ENTRIES SHOWN
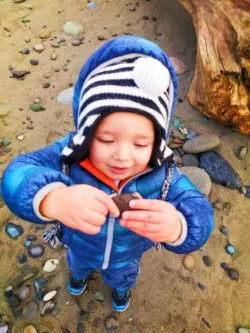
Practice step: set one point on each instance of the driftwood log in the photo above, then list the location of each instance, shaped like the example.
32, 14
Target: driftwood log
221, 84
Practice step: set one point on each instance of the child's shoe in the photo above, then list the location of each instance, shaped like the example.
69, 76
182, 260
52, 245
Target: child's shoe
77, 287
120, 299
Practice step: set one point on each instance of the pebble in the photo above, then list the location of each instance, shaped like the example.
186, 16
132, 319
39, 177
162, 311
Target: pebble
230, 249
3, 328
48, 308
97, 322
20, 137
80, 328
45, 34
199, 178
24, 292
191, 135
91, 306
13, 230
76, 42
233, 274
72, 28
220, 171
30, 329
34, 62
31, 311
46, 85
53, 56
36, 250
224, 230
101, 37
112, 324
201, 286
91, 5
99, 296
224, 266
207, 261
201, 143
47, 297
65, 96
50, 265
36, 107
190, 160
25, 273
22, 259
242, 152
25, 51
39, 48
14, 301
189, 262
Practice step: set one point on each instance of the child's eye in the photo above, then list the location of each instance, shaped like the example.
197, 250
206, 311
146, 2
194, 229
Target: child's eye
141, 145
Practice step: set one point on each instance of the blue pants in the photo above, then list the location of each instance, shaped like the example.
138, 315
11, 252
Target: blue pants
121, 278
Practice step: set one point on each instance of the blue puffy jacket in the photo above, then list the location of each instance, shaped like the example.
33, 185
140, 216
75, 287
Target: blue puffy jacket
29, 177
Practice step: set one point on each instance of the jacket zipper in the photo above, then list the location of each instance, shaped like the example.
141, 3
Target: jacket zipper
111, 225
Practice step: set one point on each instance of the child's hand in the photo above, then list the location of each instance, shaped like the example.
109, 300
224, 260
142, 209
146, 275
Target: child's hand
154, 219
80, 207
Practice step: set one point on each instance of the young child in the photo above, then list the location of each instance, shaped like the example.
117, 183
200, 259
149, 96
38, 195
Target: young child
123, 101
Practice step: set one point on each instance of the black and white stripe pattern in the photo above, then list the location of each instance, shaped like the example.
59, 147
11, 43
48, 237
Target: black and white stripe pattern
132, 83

...

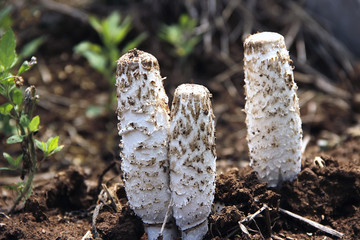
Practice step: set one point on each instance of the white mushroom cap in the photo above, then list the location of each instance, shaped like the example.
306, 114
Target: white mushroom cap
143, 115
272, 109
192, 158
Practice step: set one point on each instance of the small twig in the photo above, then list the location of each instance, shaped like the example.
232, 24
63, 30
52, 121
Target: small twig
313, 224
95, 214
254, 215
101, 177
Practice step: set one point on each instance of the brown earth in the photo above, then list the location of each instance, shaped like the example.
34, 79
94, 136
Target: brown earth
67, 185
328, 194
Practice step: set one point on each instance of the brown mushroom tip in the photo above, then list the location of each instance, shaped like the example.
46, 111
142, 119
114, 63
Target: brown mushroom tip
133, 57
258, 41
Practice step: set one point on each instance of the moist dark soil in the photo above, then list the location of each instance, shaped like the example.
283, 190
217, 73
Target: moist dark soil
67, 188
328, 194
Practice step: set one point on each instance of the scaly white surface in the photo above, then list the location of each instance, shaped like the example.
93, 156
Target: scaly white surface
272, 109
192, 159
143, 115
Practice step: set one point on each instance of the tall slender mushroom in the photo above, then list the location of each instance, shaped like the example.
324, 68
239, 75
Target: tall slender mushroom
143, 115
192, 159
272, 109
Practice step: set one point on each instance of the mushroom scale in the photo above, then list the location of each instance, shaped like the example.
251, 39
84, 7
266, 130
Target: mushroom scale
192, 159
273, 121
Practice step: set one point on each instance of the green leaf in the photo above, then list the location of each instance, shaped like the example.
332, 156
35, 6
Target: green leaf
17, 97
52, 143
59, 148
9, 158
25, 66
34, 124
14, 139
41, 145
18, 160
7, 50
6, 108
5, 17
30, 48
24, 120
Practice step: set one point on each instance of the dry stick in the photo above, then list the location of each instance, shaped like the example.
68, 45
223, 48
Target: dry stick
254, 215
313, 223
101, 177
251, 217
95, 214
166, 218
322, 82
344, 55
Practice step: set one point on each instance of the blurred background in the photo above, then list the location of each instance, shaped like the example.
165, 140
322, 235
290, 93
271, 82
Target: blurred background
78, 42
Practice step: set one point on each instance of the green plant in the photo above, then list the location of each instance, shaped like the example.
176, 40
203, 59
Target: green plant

EXERCISE REQUIREMENTS
Within the data above, count the lines that contain the string "plant"; the reply is the number alone.

TASK ANSWER
2